# Text excerpt:
Interview with Stephan Pastis–Part 2


Here continues part 2 of our interview with cartoonist Stephan Pastis…

KS: Since we mentioned standup comics, have you seen that HBO special, Talking Funny?

SP: I’ve seen it twice. I thought that was so fascinating.

KS: It really is. Do you think you have the same responsibility as a standup?

SP: Yeah, to put something out everyday that I find funny, which is a difficult standard. To not pander, which I am guilty of sometimes. To produce something I’ll be proud of. Ricky Gervais talks a lot about that. We all die we all go away and are forgotten, but there is the illusion we like to cling to that when we die, there is a body of work left behind that someone down the road will find instructive or influential. I think if people are honest that’s all they want. That’s what it comes down to for me, using my small field of cartooning. There’s a stream of ideas and goodness and insanity that comes from Herriman and goes through Sparky (Charles Shulz), Watterson, and Larson, and you want to somehow dip your toe in that stream. You want to  carry that water forward so when the next generation comes along, you opened the door for them like Sparky did for me. I think that’s the ultimate test for an artist. Their influence. I can’t think of any higher compliment or praise than “you changed the way I work.”

KS: Have you seen the Woody Allen documentary, by the way?

SP: I have. It was great.

KS: Woody Allen made a point about how an idea is at its very best in your mind and beyond that, you just have to avoid screwing it up when you put it to paper.

# Challenge A:
Please list every person mentioned by name in the Stephan Pastis interview.

[Boundary annotation records]
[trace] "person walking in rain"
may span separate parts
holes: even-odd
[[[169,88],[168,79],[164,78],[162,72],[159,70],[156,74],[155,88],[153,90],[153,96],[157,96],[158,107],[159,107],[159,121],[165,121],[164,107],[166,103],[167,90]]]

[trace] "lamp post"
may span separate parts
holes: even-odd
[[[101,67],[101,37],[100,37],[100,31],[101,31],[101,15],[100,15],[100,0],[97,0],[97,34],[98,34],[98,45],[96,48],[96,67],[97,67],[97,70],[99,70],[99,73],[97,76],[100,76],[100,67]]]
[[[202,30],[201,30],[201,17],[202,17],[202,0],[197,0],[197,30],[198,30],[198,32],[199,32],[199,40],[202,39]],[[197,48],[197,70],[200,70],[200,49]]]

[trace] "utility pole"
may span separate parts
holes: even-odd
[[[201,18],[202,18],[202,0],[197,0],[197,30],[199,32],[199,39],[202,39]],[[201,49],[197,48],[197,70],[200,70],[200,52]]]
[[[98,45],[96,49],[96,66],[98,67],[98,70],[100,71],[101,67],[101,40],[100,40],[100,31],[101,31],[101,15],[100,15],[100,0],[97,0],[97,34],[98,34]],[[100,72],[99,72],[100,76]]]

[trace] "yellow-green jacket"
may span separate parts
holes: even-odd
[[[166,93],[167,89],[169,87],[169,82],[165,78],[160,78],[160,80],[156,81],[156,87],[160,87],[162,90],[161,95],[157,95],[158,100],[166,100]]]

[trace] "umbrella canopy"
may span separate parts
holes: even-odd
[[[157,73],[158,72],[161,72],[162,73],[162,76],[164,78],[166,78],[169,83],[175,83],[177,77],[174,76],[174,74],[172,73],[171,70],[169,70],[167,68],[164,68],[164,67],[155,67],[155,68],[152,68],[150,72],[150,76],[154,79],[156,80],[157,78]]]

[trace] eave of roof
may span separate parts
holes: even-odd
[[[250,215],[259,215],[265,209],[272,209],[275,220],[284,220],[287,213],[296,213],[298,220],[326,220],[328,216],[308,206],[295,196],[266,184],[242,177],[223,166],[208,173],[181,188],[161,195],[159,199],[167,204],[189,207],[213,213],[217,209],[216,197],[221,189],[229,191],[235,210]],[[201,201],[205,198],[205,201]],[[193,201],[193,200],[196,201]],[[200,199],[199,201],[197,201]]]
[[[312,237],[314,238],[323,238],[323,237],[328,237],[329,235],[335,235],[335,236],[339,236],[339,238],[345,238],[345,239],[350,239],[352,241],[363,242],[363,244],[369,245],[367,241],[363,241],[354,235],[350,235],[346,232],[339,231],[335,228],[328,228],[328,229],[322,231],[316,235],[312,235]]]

...

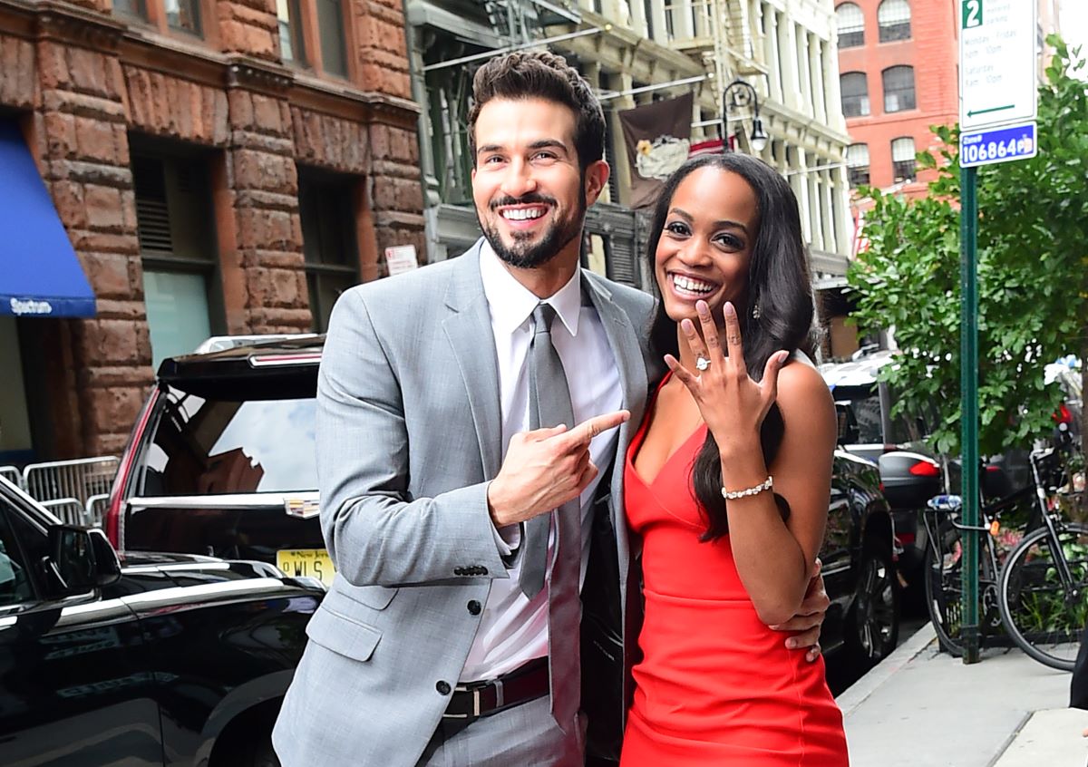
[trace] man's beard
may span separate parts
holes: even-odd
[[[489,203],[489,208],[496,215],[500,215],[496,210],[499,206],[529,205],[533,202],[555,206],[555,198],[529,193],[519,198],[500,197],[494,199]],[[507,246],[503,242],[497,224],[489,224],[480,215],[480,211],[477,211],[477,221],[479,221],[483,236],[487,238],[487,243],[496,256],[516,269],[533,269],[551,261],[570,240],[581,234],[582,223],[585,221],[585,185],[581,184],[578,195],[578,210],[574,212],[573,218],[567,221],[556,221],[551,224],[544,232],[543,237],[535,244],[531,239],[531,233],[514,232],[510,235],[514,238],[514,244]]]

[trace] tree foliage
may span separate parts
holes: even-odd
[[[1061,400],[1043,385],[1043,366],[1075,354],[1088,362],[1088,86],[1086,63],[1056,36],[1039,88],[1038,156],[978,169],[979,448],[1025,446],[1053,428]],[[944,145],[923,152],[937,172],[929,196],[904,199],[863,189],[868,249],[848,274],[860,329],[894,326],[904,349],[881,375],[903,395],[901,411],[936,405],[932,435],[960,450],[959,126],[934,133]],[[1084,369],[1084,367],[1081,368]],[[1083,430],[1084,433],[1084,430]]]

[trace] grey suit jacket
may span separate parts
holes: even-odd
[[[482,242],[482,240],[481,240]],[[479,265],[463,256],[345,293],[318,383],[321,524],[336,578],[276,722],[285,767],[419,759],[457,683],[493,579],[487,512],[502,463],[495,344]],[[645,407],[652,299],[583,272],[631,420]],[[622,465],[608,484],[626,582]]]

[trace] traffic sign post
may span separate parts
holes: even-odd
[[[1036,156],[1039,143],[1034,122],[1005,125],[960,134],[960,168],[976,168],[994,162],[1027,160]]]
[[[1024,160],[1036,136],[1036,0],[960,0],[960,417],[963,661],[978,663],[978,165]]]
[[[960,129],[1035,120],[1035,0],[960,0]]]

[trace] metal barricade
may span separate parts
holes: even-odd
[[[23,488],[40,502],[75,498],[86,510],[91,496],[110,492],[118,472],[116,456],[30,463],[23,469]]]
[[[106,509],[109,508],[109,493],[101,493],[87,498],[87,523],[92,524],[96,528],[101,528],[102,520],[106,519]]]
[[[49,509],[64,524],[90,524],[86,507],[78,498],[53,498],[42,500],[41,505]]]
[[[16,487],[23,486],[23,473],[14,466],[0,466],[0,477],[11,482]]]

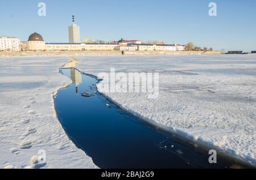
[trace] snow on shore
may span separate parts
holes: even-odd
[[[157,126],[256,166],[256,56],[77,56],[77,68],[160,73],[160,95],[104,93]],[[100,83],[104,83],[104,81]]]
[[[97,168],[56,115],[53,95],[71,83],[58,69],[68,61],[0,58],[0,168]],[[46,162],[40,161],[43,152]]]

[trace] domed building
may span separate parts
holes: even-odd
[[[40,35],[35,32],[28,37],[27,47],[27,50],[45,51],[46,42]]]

# Challenge B:
Copy the lines of the records starting at the line containing "[trace] snow on shore" and ending at the line containing "[[[40,35],[35,32],[28,37],[27,47],[27,50],[45,51],[46,42]]]".

# Worked solution A:
- Stephan Pastis
- Ricky Gervais
- Herriman
- Sparky (Charles Shulz)
- Watterson
- Larson
- Woody Allen

# Worked solution B:
[trace] snow on shore
may span separate parts
holes: even-odd
[[[157,126],[256,166],[256,56],[77,56],[77,68],[160,73],[160,95],[104,93]],[[100,83],[104,83],[104,81]]]
[[[97,168],[56,115],[53,95],[71,83],[58,69],[68,61],[0,58],[0,168]],[[46,162],[40,161],[43,152]]]

[trace] domed building
may span separate parts
holes: even-odd
[[[40,35],[35,32],[28,37],[27,47],[27,50],[45,51],[46,42]]]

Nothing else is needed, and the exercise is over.